TASK OBJECTIVE –
Output all entries verbatim. Skip pictures.
[begin DATASET EXTRACT]
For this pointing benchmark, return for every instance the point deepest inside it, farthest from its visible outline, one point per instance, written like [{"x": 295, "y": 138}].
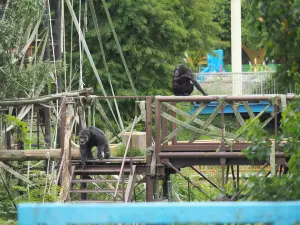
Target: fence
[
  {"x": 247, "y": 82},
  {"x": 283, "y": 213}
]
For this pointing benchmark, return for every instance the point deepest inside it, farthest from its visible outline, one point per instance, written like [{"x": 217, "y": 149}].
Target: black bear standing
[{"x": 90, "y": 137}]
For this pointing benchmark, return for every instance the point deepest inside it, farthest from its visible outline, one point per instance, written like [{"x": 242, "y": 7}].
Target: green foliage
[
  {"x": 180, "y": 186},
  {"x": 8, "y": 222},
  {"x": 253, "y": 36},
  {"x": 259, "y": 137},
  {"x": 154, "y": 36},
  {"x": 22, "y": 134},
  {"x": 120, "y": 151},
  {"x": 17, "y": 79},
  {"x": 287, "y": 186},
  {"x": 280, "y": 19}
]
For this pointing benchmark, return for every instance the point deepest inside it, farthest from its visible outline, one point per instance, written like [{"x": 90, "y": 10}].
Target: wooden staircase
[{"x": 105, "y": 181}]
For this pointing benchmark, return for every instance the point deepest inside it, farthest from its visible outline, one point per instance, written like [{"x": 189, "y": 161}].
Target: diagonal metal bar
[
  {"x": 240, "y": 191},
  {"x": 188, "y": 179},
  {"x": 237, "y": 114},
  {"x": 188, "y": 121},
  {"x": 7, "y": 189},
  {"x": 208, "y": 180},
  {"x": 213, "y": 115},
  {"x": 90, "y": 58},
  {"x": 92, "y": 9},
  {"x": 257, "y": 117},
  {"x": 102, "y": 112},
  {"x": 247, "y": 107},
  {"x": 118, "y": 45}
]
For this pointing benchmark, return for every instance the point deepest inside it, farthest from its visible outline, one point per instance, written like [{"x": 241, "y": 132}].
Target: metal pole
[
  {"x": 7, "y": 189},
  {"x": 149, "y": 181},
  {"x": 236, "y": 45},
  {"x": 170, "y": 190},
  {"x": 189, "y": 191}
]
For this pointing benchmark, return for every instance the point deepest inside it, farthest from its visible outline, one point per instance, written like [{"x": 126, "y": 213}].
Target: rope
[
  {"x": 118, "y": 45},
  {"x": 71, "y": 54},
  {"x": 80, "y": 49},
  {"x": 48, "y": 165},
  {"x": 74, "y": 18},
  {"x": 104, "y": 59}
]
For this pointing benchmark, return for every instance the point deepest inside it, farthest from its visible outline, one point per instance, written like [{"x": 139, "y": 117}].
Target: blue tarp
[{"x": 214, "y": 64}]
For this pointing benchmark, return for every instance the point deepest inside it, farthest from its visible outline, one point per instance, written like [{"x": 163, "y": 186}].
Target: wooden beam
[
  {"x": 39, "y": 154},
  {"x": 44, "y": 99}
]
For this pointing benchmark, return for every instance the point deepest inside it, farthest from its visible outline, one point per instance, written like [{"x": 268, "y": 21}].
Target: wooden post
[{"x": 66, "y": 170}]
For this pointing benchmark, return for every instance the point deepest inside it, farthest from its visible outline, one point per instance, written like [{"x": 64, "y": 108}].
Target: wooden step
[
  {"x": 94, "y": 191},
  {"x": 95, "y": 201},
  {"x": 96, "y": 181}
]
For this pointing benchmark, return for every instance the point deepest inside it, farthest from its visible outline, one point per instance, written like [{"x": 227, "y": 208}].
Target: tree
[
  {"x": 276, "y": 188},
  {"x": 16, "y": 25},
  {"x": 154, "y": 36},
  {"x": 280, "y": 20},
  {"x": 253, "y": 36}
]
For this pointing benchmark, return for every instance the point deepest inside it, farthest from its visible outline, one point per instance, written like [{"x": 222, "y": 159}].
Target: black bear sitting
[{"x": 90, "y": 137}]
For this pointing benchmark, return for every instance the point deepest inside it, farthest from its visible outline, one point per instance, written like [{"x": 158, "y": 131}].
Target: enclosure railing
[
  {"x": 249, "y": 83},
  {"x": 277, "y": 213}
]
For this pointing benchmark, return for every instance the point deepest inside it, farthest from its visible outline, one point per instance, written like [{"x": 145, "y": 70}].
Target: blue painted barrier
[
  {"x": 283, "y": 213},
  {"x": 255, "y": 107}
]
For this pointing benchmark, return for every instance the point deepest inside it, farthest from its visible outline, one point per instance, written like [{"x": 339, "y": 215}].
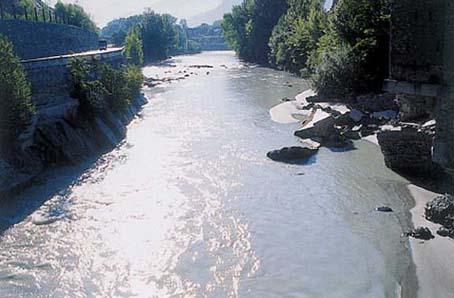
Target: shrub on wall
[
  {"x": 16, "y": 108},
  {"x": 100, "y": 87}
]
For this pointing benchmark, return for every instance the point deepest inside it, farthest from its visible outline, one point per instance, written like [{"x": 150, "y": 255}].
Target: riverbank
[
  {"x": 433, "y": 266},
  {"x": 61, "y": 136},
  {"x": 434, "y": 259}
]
[end DATASET EXTRACT]
CORRECT RESULT –
For this pointing benchmark, return for every instance the point deepest inside it, farthest from its visible outline, one point per instance, written like [{"x": 295, "y": 138}].
Target: fence
[
  {"x": 247, "y": 82},
  {"x": 283, "y": 213}
]
For this pointing benchmark, return for every instance the point deepest inside it, farthest from its visible outline, one point per instance, written like [{"x": 217, "y": 149}].
Target: black bear standing
[{"x": 90, "y": 137}]
For this pointing benchmark, return for every instance the point deepest inside it, farthest from its visible outline, one point per instance, written like [{"x": 242, "y": 7}].
Target: green foliage
[
  {"x": 180, "y": 186},
  {"x": 8, "y": 222},
  {"x": 253, "y": 36},
  {"x": 259, "y": 137},
  {"x": 154, "y": 36},
  {"x": 22, "y": 134},
  {"x": 120, "y": 151},
  {"x": 17, "y": 79},
  {"x": 287, "y": 186},
  {"x": 280, "y": 19}
]
For this pointing benchmark, return for every instance the point deepest inside it, farthest from its visible outline, one point per instance, written like [{"x": 90, "y": 10}].
Target: wooden staircase
[{"x": 105, "y": 181}]
For this pointing benchmark, return for every instance the point deepest inside it, farthest from its visible outline, one point per instance, written like [{"x": 189, "y": 161}].
Target: diagonal metal bar
[
  {"x": 240, "y": 191},
  {"x": 188, "y": 179},
  {"x": 237, "y": 114},
  {"x": 188, "y": 121},
  {"x": 7, "y": 189},
  {"x": 208, "y": 180},
  {"x": 213, "y": 115},
  {"x": 90, "y": 58},
  {"x": 92, "y": 9},
  {"x": 257, "y": 117},
  {"x": 102, "y": 112},
  {"x": 247, "y": 107},
  {"x": 118, "y": 45}
]
For this pointing benchmark, return for every instance the point deepest inside it, farthest from its visible outline, one point per instance, written like [{"x": 241, "y": 132}].
Target: metal pole
[
  {"x": 7, "y": 189},
  {"x": 149, "y": 181},
  {"x": 236, "y": 45},
  {"x": 170, "y": 190},
  {"x": 189, "y": 191}
]
For this pointing benchmark, return for every instance the point deepest inside it, farthest from its visible outline, one point per instance, written like [{"x": 126, "y": 213}].
Target: rope
[
  {"x": 118, "y": 45},
  {"x": 71, "y": 54},
  {"x": 80, "y": 49},
  {"x": 48, "y": 165},
  {"x": 74, "y": 18},
  {"x": 104, "y": 59}
]
For this pointing benchmark, return for every instance the point deepest inside it, farthest from its visible outline, one point per instance, written like [{"x": 139, "y": 117}].
Target: blue tarp
[{"x": 214, "y": 64}]
For this pointing benchmark, return for every instance the point deepest inside it, farthest from its visible outline, one point per instance, written like [{"x": 163, "y": 186}].
Target: wooden beam
[
  {"x": 39, "y": 154},
  {"x": 44, "y": 99}
]
For this pointing benchmark, return for every instance the point deepest inside it, farthest from its visible outline, one point per instance, written like [{"x": 268, "y": 21}].
Target: wooden post
[{"x": 66, "y": 170}]
For this pointing benchmark, return for every instance the point deepest inside it, farthest from its visible outline, one point per instance, written like [{"x": 64, "y": 108}].
Target: wooden step
[
  {"x": 94, "y": 191},
  {"x": 95, "y": 201},
  {"x": 96, "y": 181}
]
For this pointing benchmark, return for every instance the point deepest inside it, farthest from its visible outline, one point per instance, written like [{"x": 227, "y": 208}].
Target: tree
[
  {"x": 276, "y": 188},
  {"x": 16, "y": 25},
  {"x": 154, "y": 36},
  {"x": 280, "y": 20},
  {"x": 253, "y": 36}
]
For this pointing benchmark, return for every instance the point deepest inside it, farthest from its visible outline, one point per instance, written like [{"x": 222, "y": 159}].
Target: black bear sitting
[{"x": 90, "y": 137}]
For this pointing benchmark, return for every instance the point deepest inside it, farthest from its visible outline, one point per instance, written like [{"x": 158, "y": 131}].
Target: enclosure railing
[
  {"x": 249, "y": 83},
  {"x": 277, "y": 213}
]
For this pointing benchmark, return for every instance the point deepest inside it, farthest from its visible outline, one point per instance, written like [{"x": 145, "y": 70}].
Target: blue painted barrier
[
  {"x": 283, "y": 213},
  {"x": 255, "y": 107}
]
For this pointing benchmark, return for every instance the point deepest inside it, farthest from its visible outline, one point per instance, written like [{"x": 339, "y": 215}].
Target: shrub on wall
[
  {"x": 16, "y": 108},
  {"x": 100, "y": 87}
]
For this pointing benchmark, return for every instance the point deepest inside it, farthest from its visible outline, one point per instance, written like [{"x": 150, "y": 255}].
Target: riverbank
[
  {"x": 433, "y": 266},
  {"x": 61, "y": 136},
  {"x": 434, "y": 259}
]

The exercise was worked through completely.